**Activity**
Update everything from "Cronbach’s alpha for both" down to "a negligible correlation." in the passage on neck disability scores, writing it out again with "superfluous" in place of "redundant".

**Provided text**
----------------

Cronbach’s alpha for both the SF36 and NDI scales showed good internal consistency, respective values being 0.878 (se = 0.014, 95% CI = 0.843–0.906) and 0.864 (se = 0.017, 95% CI = 0.825–0.894). Pearson correlations between the individual NDI item scores and the total ranged from 0.45 to 0.66, all with P < 0.001 (see Table 4). No item dominated with an especially high correlation and no item appeared redundant by virtue of a negligible correlation.
For concurrent validity of the NDI with respect to the SF36, Table 5 shows that all domains of the SF36 were at least moderately correlated with the NDI. The eight domains of the SF36 can be summarized into physical and mental component scores. This is done by averaging the scores in the relevant four domains. These were then correlated with the NDI to permit comparison with previous studies (Table 5). Correlations between SF36 domains and the VAS are shown in Table 6, and these were consistently smaller in magnitude than those for the NDI, being at most only moderate.
Figure 2a–d display Bland–Altman plots. The middle reference line is the mean difference in NDI scores between the two occasions. The outer reference lines are the 95% reference limits of agreement (equal to two standard deviations around the total score difference). There is a small, negative trend in the mean difference — the higher the initial score the higher the second test score seems to be — but this result was not statistically significant and the spread of values also appears constant. Both the point estimates and lower 95% confidence limits for the test retest intra-class correlation coefficients are high, also indicating good reproducibility (Table 7).
Discussion
Our study has shown that the NDI is valid and reliable in spinal surgery patients and is comparable with the SF36. The male to female ratio in our study is similar to that in other studies. [1, 10–13, 22]The average age of patients in previous studies ranges from 32 to 46 years and the average NDI from 30 to 41%. [1, 5, 11–13, 21, 22] These studies were carried out in physiotherapy and chiropractic clinics. In our study the average age was 51 years and the average NDI was 46%. It would seem that our population is older and reflects one with a more severe spectrum of neck disease. As one might expect, an increasing age correlated with worsening scores in several domains of the SF36 (as shown in Table 3).
Table 1 shows a comparison of published data for the mean item scores. [11, 13, 22] Of note, our study demonstrates a higher mean item score across all domains except headaches. This seems to score higher, and perhaps be more common, in chiropractic, physiotherapy and whiplash associated disorder groups.
The justification for assessing Cronbach’s alpha for the SF-36 in our sample, rather than using “known published” values, is that conceivably the SF36 might not perform so well in our patients. By re-estimating the SF-36 alpha, we have reassured ourselves that the SF-36 is behaving itself in our sample, and thus calibrates the NDI result as it were. Vernon and Mior [22] quote Cronbach’s alpha for the NDI of 0.8 and Hains et al. [11] found one of 0.92 (in physiotherapy and chiropractic out patients respectively). In the spinal surgery patient population our study also shows that the NDI has good internal consistency (alpha 0.864). The correlations of the individual item scores to the total are similar to, albeit slightly lower than, those published by Hains et al. (Table 4). [11] Possible reasons are sampling error, the inclusion of the item in the total score by Hains et al. or a different spectrum of disease in the two study populations.

----------------

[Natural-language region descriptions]
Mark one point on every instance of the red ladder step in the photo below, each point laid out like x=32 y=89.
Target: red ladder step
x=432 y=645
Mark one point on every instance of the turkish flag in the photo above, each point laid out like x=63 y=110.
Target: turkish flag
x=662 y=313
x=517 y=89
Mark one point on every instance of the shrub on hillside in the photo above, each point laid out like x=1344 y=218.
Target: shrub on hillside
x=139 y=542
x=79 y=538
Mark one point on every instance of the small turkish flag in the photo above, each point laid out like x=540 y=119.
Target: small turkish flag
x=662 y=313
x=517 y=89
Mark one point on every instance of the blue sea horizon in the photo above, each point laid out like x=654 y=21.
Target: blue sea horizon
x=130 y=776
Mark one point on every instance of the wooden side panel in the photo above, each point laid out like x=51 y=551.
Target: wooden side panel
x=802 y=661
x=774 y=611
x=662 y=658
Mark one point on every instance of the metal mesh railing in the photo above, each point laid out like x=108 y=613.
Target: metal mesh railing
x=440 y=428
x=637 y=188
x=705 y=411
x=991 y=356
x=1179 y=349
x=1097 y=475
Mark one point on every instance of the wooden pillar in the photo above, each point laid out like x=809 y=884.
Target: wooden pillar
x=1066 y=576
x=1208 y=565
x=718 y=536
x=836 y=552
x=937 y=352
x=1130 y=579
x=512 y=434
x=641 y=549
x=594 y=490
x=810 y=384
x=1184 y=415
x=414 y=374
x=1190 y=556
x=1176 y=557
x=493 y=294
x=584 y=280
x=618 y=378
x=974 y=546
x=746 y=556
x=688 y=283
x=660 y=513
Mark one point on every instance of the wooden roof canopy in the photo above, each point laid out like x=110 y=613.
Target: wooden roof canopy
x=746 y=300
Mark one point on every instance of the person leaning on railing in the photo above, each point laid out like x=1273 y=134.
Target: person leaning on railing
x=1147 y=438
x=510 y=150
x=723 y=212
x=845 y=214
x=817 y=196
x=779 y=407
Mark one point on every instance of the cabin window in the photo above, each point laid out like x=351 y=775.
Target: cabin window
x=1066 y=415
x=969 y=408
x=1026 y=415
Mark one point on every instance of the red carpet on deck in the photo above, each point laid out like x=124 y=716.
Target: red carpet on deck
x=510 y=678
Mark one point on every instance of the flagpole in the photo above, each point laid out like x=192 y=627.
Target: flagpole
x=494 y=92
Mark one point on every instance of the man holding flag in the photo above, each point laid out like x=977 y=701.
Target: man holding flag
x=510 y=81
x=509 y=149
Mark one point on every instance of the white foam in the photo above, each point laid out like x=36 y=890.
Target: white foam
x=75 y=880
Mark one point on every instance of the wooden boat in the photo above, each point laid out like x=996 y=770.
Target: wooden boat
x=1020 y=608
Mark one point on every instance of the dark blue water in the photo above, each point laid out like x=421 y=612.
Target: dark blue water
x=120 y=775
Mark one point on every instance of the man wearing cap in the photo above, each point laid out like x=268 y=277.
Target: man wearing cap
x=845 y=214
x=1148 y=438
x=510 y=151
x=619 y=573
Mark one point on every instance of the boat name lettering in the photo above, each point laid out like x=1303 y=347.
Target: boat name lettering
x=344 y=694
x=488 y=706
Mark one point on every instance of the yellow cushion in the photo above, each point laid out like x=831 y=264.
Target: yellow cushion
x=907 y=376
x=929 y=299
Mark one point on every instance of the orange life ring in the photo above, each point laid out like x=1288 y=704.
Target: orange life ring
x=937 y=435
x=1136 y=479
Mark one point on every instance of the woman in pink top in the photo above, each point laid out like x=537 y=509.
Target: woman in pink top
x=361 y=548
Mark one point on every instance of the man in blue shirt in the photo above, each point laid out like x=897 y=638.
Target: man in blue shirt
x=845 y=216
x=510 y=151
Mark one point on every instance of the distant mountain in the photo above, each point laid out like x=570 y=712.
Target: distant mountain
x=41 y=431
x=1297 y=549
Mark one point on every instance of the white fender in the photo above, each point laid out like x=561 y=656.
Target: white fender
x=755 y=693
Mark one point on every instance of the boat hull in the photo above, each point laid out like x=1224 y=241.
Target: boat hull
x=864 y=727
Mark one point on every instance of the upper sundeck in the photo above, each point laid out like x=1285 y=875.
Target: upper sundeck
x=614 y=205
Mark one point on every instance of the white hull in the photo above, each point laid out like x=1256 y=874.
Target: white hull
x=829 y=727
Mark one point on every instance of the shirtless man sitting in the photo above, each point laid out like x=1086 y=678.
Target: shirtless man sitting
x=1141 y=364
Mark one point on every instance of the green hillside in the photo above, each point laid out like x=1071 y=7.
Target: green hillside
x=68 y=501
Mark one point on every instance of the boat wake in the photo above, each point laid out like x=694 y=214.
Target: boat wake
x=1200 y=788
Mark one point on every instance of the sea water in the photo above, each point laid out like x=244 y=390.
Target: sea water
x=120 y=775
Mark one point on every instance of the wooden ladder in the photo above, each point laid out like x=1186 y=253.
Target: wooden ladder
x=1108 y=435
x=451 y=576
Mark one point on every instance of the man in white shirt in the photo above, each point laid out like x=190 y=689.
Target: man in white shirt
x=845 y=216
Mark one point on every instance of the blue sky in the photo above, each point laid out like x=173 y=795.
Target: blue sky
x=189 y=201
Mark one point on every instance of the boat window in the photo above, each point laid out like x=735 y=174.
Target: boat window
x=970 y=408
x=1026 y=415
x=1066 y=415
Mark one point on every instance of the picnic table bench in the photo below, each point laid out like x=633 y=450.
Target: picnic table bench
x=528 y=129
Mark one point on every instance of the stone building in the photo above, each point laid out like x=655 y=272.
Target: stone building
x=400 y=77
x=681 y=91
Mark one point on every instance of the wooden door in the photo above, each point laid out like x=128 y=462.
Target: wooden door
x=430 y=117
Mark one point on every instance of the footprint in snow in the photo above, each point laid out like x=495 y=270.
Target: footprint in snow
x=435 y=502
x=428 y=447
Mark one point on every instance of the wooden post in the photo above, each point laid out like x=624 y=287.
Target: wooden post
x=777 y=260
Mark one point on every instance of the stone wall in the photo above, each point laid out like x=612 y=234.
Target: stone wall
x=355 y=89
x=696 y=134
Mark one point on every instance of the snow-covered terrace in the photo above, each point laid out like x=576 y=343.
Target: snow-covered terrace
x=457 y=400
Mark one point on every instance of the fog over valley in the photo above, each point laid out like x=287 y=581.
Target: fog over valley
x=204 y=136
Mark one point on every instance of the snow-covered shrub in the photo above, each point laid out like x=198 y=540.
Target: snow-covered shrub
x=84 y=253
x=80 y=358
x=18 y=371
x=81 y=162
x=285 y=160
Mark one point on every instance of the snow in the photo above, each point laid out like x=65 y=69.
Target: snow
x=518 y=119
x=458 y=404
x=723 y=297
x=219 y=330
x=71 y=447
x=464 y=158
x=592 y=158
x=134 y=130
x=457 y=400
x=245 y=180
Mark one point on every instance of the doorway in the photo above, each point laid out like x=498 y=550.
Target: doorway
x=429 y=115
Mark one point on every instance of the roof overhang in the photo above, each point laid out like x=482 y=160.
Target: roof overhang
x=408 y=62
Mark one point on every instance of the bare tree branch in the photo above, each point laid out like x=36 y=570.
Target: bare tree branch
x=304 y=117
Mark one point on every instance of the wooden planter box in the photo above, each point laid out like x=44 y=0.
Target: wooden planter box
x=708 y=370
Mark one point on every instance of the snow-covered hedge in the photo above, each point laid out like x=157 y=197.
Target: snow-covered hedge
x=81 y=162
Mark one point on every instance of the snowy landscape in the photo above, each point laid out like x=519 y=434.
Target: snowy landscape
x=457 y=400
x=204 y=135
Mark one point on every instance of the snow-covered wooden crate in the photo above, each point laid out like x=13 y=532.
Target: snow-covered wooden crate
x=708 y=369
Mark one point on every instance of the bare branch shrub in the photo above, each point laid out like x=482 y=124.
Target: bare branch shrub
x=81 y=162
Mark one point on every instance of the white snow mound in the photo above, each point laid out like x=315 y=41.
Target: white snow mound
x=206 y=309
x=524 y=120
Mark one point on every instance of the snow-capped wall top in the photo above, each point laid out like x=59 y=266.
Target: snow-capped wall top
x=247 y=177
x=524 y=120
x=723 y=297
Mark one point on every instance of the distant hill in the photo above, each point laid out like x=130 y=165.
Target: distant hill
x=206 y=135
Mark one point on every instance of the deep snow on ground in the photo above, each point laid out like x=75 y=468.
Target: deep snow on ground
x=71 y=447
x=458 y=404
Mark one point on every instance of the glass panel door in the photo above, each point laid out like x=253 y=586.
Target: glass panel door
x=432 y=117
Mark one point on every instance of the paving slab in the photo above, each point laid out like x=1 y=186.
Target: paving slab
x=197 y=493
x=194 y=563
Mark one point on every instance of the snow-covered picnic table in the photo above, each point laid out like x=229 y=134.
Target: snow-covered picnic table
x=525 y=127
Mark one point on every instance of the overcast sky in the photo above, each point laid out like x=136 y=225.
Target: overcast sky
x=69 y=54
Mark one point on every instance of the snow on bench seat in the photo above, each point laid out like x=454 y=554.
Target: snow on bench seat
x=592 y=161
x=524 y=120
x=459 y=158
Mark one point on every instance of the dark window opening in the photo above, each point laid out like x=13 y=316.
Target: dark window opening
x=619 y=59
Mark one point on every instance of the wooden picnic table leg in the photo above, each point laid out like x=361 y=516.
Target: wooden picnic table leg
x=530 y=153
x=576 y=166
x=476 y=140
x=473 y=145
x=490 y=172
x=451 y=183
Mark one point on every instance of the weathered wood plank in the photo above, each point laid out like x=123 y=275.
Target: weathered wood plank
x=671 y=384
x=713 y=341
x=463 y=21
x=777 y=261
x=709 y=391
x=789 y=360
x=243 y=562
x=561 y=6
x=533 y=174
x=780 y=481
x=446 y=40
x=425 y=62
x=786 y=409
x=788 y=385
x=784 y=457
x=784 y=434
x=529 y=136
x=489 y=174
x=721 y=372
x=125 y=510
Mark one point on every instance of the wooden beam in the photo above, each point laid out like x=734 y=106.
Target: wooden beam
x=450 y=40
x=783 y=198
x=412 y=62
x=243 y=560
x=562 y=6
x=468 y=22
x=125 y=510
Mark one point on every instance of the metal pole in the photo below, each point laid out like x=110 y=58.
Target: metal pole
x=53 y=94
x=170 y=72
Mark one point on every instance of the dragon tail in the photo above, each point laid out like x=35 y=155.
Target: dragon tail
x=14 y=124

----------------

**Response below**
Cronbach’s alpha for both the SF36 and NDI scales showed good internal consistency, respective values being 0.878 (se = 0.014, 95% CI = 0.843–0.906) and 0.864 (se = 0.017, 95% CI = 0.825–0.894). Pearson correlations between the individual NDI item scores and the total ranged from 0.45 to 0.66, all with P < 0.001 (see Table 4). No item dominated with an especially high correlation and no item appeared superfluous by virtue of a negligible correlation.